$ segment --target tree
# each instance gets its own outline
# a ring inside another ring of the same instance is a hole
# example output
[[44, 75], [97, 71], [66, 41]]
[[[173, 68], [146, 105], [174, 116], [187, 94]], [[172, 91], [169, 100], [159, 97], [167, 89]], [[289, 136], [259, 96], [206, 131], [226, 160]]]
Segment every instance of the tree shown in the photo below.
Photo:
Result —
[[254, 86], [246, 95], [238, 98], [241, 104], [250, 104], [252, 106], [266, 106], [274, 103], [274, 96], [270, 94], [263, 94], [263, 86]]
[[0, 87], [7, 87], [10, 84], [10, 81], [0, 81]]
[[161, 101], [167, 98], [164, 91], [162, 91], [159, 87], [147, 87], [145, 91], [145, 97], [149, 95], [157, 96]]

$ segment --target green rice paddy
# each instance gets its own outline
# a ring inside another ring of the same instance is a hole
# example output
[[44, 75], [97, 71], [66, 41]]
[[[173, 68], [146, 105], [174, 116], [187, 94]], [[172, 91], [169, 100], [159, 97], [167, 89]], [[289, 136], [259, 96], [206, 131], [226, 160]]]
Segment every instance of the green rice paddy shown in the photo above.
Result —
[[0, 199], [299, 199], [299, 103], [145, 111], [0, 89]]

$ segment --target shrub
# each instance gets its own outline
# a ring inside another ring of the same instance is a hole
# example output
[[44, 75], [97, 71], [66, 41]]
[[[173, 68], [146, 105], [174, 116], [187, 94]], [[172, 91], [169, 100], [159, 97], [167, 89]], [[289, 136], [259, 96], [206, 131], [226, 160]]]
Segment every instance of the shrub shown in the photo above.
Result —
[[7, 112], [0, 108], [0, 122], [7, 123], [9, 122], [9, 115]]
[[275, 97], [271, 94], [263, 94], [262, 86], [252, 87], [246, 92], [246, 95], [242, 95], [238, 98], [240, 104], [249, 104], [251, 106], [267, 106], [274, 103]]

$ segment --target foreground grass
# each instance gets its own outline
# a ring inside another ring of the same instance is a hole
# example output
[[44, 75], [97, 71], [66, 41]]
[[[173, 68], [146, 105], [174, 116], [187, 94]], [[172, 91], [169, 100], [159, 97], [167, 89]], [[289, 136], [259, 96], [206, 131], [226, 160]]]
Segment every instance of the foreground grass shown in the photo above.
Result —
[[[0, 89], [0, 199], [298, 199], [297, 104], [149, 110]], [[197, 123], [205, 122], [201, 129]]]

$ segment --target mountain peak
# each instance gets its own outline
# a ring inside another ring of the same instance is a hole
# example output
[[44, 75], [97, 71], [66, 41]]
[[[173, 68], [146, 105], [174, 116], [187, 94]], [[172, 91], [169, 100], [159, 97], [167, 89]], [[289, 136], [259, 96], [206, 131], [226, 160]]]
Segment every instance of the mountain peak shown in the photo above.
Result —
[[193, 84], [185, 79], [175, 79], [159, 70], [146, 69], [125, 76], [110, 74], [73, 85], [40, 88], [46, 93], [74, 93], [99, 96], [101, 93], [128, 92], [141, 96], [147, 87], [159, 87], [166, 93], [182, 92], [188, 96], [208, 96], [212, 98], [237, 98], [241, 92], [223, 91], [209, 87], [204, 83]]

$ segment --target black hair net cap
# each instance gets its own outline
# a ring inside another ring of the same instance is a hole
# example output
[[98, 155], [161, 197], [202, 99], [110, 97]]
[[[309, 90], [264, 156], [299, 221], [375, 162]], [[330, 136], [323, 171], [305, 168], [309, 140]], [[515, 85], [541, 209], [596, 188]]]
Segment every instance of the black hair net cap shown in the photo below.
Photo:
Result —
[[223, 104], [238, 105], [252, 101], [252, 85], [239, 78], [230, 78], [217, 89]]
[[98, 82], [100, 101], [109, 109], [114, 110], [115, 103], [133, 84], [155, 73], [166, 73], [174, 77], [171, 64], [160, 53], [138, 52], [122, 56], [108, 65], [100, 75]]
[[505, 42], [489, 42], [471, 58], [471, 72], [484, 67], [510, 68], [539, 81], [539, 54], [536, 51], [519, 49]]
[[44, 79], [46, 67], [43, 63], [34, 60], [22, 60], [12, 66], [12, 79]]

__AIM__. Please reproduce all of the data above with every "Result" swapped for "Output", changing nothing else.

__SOLVED EXERCISE__.
$ segment --target tree
# each instance gets its own outline
# a ring inside another ring of the same instance is a hole
# example output
[[44, 75], [97, 71], [66, 41]]
[[[173, 68], [146, 105], [174, 116], [187, 94]], [[172, 91], [169, 100], [159, 97], [167, 89]], [[289, 136], [259, 96], [206, 131], [226, 160]]]
Segment every instance of the tree shown in the photo below.
Photo:
Output —
[[254, 86], [246, 95], [238, 98], [241, 104], [250, 104], [252, 106], [266, 106], [274, 103], [274, 96], [270, 94], [263, 94], [263, 86]]
[[0, 87], [7, 87], [10, 84], [10, 81], [0, 81]]
[[161, 101], [167, 98], [164, 91], [162, 91], [159, 87], [147, 87], [145, 91], [145, 97], [149, 95], [157, 96]]

$ segment --target green rice paddy
# each instance gets its own outline
# a ring inside another ring of the same instance is a hole
# example output
[[44, 75], [97, 71], [66, 41]]
[[[173, 68], [146, 105], [174, 116], [187, 94]], [[172, 91], [169, 100], [159, 97], [167, 89]], [[289, 136], [259, 96], [206, 131], [226, 160]]]
Segment every instance of the green rice paddy shown in the photo above.
Output —
[[0, 199], [299, 199], [299, 103], [145, 111], [0, 89]]

$ segment --target shrub
# each instance gets its own outline
# a ring inside another ring of the same instance is a hole
# example output
[[44, 75], [97, 71], [66, 41]]
[[[173, 68], [146, 105], [174, 116], [187, 94]], [[172, 91], [169, 100], [159, 97], [167, 89]], [[289, 136], [259, 96], [206, 131], [226, 160]]]
Segment every instance of the shrub shown in the photo above.
Output —
[[7, 112], [0, 108], [0, 122], [7, 123], [9, 122], [9, 115]]
[[275, 97], [271, 94], [263, 94], [262, 86], [252, 87], [246, 92], [246, 95], [242, 95], [238, 98], [240, 104], [249, 104], [251, 106], [267, 106], [274, 103]]

$ segment --target foreground grass
# each instance gets its own outline
# a ring inside another ring of the same instance is a hole
# example output
[[44, 75], [97, 71], [66, 41]]
[[[173, 68], [146, 105], [174, 116], [187, 94]], [[172, 91], [169, 100], [159, 97], [167, 89]], [[289, 136], [259, 96], [206, 131], [226, 160]]]
Segment every instance of the foreground grass shown in the photo above.
Output —
[[[0, 89], [0, 199], [298, 199], [297, 104], [149, 110]], [[197, 123], [205, 122], [201, 129]]]

$ segment --target mountain peak
# each instance gets its own outline
# a ring inside another ring of the same instance is a hole
# example output
[[44, 75], [97, 71], [66, 41]]
[[[173, 68], [146, 105], [174, 116], [187, 94]], [[172, 91], [169, 100], [159, 97], [167, 89]], [[289, 136], [259, 96], [206, 131], [226, 160]]]
Segment every instance of the mountain peak shown in the photo above.
Output —
[[193, 84], [185, 79], [175, 79], [159, 70], [146, 69], [125, 76], [110, 74], [73, 85], [40, 88], [46, 93], [74, 93], [99, 96], [101, 93], [128, 92], [141, 96], [147, 87], [159, 87], [166, 93], [182, 92], [188, 96], [208, 96], [212, 98], [237, 98], [241, 92], [223, 91], [209, 87], [204, 83]]

$ segment --target black hair net cap
# each instance gets its own outline
# a ring inside another ring of the same instance is a hole
# example output
[[98, 155], [161, 197], [202, 99], [110, 97]]
[[[309, 90], [264, 156], [299, 221], [375, 162]], [[330, 136], [323, 171], [305, 168], [309, 140]], [[515, 85], [541, 209], [596, 188]]]
Segment every instance of the black hair net cap shown in the photo below.
Photo:
Output —
[[223, 104], [238, 105], [252, 101], [252, 85], [239, 78], [230, 78], [217, 89]]
[[98, 82], [100, 101], [109, 109], [114, 110], [115, 103], [133, 84], [155, 73], [166, 73], [174, 77], [171, 64], [160, 53], [138, 52], [122, 56], [108, 65], [100, 75]]
[[505, 42], [489, 42], [471, 58], [471, 72], [484, 67], [510, 68], [539, 81], [539, 54], [536, 51], [519, 49]]
[[44, 79], [46, 67], [43, 63], [34, 60], [22, 60], [12, 66], [12, 79]]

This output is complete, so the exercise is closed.